*** Begin section ***
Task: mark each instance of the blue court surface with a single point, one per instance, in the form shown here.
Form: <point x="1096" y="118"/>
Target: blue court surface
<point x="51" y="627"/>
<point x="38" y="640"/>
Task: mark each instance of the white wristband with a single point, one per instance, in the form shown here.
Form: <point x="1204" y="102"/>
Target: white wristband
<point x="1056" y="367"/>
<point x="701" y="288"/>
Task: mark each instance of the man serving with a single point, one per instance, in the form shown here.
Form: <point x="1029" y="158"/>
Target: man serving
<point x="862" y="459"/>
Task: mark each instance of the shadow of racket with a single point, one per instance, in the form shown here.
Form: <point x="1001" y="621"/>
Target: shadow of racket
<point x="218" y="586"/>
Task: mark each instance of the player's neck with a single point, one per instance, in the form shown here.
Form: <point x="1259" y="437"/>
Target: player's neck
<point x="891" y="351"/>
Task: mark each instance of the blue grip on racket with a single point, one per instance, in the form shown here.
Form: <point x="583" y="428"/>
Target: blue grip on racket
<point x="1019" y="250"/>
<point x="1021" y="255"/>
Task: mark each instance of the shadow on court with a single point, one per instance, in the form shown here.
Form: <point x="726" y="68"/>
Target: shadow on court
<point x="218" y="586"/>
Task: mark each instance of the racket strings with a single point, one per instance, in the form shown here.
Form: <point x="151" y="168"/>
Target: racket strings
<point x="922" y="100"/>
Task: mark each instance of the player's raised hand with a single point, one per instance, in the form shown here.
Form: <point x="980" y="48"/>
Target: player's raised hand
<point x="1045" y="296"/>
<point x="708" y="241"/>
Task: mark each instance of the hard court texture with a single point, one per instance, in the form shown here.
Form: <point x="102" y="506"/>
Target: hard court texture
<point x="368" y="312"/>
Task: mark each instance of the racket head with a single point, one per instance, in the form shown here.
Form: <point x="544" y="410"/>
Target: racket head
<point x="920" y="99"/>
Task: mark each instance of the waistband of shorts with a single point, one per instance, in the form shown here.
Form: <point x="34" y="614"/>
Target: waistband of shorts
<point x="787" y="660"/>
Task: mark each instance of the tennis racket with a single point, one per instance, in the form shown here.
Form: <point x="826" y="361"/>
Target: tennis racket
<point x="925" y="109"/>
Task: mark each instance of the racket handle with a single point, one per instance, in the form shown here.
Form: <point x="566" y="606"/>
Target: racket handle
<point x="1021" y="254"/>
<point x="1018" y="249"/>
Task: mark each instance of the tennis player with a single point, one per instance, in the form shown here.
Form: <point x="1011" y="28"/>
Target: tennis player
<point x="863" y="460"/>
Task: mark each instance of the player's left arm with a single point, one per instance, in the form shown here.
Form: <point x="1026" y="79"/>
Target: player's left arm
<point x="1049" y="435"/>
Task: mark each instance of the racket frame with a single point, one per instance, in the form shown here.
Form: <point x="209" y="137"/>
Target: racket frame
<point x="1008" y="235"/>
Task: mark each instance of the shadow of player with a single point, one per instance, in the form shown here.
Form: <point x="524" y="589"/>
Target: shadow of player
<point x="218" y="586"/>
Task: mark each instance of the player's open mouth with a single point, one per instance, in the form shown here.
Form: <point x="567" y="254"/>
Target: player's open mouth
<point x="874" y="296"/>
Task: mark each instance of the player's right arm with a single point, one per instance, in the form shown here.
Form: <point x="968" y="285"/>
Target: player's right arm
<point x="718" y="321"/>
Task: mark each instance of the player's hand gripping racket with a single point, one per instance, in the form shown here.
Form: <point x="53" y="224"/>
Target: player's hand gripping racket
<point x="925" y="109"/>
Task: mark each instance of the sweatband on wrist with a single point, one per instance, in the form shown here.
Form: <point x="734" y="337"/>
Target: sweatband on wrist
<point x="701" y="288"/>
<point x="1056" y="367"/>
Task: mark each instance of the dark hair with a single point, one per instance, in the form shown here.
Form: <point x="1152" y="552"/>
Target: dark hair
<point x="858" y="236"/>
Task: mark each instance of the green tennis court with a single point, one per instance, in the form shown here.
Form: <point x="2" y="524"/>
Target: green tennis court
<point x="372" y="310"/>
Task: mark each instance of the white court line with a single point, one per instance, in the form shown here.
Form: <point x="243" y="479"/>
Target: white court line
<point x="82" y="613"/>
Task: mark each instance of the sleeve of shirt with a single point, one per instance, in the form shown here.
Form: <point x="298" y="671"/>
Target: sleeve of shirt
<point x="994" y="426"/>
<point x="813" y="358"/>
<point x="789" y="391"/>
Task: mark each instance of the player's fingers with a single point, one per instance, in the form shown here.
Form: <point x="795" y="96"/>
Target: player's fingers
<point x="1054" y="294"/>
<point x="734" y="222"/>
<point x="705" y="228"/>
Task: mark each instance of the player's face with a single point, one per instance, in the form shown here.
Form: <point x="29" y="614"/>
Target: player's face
*** End section ***
• _Action item_
Word for word, restate all of the entries.

• _Solution to the problem_
Task: mark each instance of the blue court surface with a single point, one per instance, in the form shown here.
Form: <point x="1096" y="118"/>
Target: blue court surface
<point x="51" y="627"/>
<point x="38" y="640"/>
Task: mark each instance of the white wristband with a single point, one per instance, in the form shown here.
Form: <point x="1204" y="102"/>
Target: white wristband
<point x="1056" y="367"/>
<point x="701" y="288"/>
Task: mark each instance of the man serving with a single point, one per instance, in the form shown here.
Form: <point x="1029" y="158"/>
Target: man serving
<point x="862" y="459"/>
Task: mark each instance of the shadow of racket with a single point, one per instance, in the form shown here.
Form: <point x="1001" y="621"/>
Target: shadow of racket
<point x="218" y="586"/>
Task: mark each instance of the player's neck with a single point, one per instance, in the form shown here.
Form: <point x="1259" y="437"/>
Target: player's neck
<point x="891" y="351"/>
Task: mark each instance of the blue grip on racket with a single point, one per instance, in the form shown here.
Form: <point x="583" y="428"/>
Target: blue grip on racket
<point x="1019" y="250"/>
<point x="1021" y="255"/>
Task: mark each instance of the shadow on court with a single point, one per instance, in the form shown here.
Form: <point x="726" y="68"/>
Target: shadow on court
<point x="218" y="586"/>
Task: mark each instance of the racket strings with a single point, one per instance, in the form shown here.
Form: <point x="151" y="168"/>
Target: racket strings
<point x="922" y="100"/>
Task: mark each instance of the player's raised hand with a single point, one per instance, in the form shown here.
Form: <point x="980" y="48"/>
Target: player's raised hand
<point x="1045" y="296"/>
<point x="708" y="241"/>
Task: mark each instance of the hard court texture with a single point, one per instance, in the form shown here.
Form: <point x="102" y="506"/>
Target: hard court texture
<point x="368" y="312"/>
Task: mark each instance of the racket head with a single point, one per instance, in the form shown here.
Form: <point x="544" y="410"/>
Target: racket head
<point x="920" y="99"/>
Task: mark each instance of the waistband of shorts with a single point, one per instance, in the form shown here.
Form: <point x="34" y="614"/>
Target: waistband of shorts
<point x="787" y="660"/>
Task: mark each instance of the tennis racket with a single point, one per instance, in the form shown here.
Form: <point x="826" y="361"/>
Target: tennis racket
<point x="925" y="109"/>
Task: mark each instance of the racket handle with a single point, one per instance, in the form shown here.
Form: <point x="566" y="606"/>
Target: racket handle
<point x="1021" y="254"/>
<point x="1018" y="249"/>
Task: mark each instance of the tennis player with a single point, one per instance, in the form shown here.
Form: <point x="1011" y="28"/>
Target: tennis player
<point x="863" y="460"/>
Task: mark each instance of the player's left arm with a single point, one per instance, in the form shown here.
Form: <point x="1026" y="79"/>
Target: player's left arm
<point x="1049" y="435"/>
Task: mark each instance of the racket frame with a single point, one per instance, in the form shown here.
Form: <point x="209" y="137"/>
Target: racket frame
<point x="1008" y="235"/>
Task: mark each instance of the shadow of player with a single point, one per instance, in the form shown here.
Form: <point x="524" y="589"/>
Target: shadow of player
<point x="218" y="586"/>
Task: mark each instance of the player's open mouth with a single point, one per instance, in the form shown here.
Form: <point x="567" y="254"/>
Target: player's open mouth
<point x="874" y="296"/>
Task: mark each instance of the player's right arm with a single point, one per instance, in the form shown here.
Form: <point x="968" y="285"/>
Target: player's right arm
<point x="718" y="321"/>
Task: mark each instance of the player's hand gripping racket with a single point, one per instance, in the form shown here.
Form: <point x="53" y="224"/>
Target: player's hand gripping racket
<point x="925" y="109"/>
Task: mark each instance of the sweatband on wrist with a single point, one per instance, in the form shown here.
Form: <point x="734" y="337"/>
Target: sweatband on wrist
<point x="701" y="288"/>
<point x="1056" y="367"/>
Task: mark each instance of the dark hair with a single point, one per instance, in the form shown here.
Form: <point x="1152" y="552"/>
Target: dark hair
<point x="858" y="236"/>
Task: mark each instance of the green tennis court with a single point, one per instance, in the form shown here.
Form: <point x="2" y="524"/>
Target: green tennis court
<point x="372" y="310"/>
Task: mark each instance of the white court line with a single point, one per instance, in the form shown here.
Form: <point x="243" y="479"/>
Target: white court line
<point x="82" y="613"/>
Task: mark each instance of the sleeve of shirt with a single point, one per instance, in the form shown here.
Form: <point x="298" y="671"/>
Target: sleeve of shirt
<point x="994" y="426"/>
<point x="813" y="358"/>
<point x="789" y="391"/>
Task: mark each instance of the player's fingers with a single point, one per instance, in the form shown here.
Form: <point x="795" y="96"/>
Target: player's fingers
<point x="1054" y="294"/>
<point x="734" y="222"/>
<point x="705" y="228"/>
Task: mark each instance of the player's face with a single point, one per instance, in the form shown here.
Form: <point x="29" y="614"/>
Target: player's face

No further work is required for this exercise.